Listed entries ->
------------------------

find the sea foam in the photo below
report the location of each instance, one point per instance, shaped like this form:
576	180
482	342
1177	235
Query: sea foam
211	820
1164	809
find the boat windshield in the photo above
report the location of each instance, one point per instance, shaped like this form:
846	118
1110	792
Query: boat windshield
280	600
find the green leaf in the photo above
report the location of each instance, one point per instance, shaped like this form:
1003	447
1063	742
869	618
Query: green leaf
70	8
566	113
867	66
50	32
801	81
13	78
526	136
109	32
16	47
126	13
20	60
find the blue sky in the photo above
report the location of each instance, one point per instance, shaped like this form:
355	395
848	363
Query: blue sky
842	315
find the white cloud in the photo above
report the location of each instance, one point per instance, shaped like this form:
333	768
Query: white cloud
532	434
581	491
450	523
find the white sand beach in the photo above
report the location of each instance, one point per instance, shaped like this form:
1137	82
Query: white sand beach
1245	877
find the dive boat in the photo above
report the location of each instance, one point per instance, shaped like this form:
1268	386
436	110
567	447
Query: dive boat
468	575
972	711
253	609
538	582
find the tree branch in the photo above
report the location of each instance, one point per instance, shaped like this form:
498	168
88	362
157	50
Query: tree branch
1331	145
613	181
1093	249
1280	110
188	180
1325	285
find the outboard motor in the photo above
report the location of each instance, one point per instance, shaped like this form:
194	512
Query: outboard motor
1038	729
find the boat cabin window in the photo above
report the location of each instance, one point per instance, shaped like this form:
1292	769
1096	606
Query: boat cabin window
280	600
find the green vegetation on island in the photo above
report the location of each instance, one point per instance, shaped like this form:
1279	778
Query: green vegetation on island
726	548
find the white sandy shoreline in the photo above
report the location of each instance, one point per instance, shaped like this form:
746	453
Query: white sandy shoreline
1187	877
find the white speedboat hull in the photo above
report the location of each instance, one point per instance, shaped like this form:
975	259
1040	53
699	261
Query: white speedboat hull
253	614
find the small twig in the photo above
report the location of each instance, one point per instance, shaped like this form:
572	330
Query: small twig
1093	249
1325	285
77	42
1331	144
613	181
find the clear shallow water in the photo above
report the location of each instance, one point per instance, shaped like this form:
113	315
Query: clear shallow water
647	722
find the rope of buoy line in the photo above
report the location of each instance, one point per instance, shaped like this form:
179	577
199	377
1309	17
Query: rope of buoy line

------------------------

Please repeat the listing exactly, with nothing left out.

find the sea foam in the photo below
report the location of each instance, one point per instance, shaped like this form:
576	180
482	342
1177	235
Query: sea foam
211	820
1164	809
find the boat windshield in the photo above
report the location of each instance, one point per instance, shaped like this form:
846	118
1110	792
Query: boat windshield
280	600
find the green leaf in the photo above
report the location of each instance, one point per instance, shaped like this form:
1003	447
1063	742
869	618
Query: green leaf
70	8
566	113
867	66
50	32
801	81
13	78
526	136
109	32
16	47
126	13
20	60
find the blue sky in the photo above
report the location of each instance, one point per instance, shaped like this form:
355	395
848	363
Query: blue sky
842	315
find the white cloud in the photo above
report the location of each instance, one point per instance, shaped like this form:
333	768
Query: white cloud
532	434
581	491
450	523
find the white sand beach in the photo above
report the location of each instance, one point per instance, shaped like this form:
1137	82
Query: white sand beach
1245	877
find the dive boat in the photo above
report the location of each instance, one point per instance, shaped like this form:
1268	386
436	110
567	447
Query: dive boat
468	575
972	711
253	609
538	582
find the tree branch in the photo above
report the location of each instance, one point per instance, shaped like this form:
498	168
88	362
157	50
Query: tree branch
1331	145
613	181
1093	249
1280	110
188	180
1325	285
find the outboard motor in the photo above
report the location of each instance, one point per instance, shaped like this form:
194	512
Query: outboard motor
1038	729
find the boat cabin window in the photo above
report the location of each instance, one point per instance, shaped like this form:
1292	769
1096	606
Query: boat cabin window
280	600
find the green vegetation on island in the photo above
report the location of each instance, one point per instance, shaped like this form:
1279	778
Query: green vegetation on island
726	548
find the white sandy shoreline in the photo above
report the location of each instance, one point per instance, shaped like this form:
746	453
Query: white sandy shoreline
1187	877
find the white speedboat hull in the photo above
report the location of each instance, one point per instance, shaped like this form:
975	259
1040	53
699	261
Query: white speedboat hull
253	614
find the small twig in the photo above
report the location of each instance, one point per instance, shaped like this form:
572	330
Query: small twig
1093	249
1325	285
77	42
1331	144
613	181
find the clear shallow water in the photo above
report the location of each instance, one point per instance, shaped like this form:
113	315
Query: clear shallow water
647	722
find the rope of buoy line in the photo above
report the location of each instance, one point per instance, shaped like this form:
179	577
199	377
1309	17
Query: rope of buoy line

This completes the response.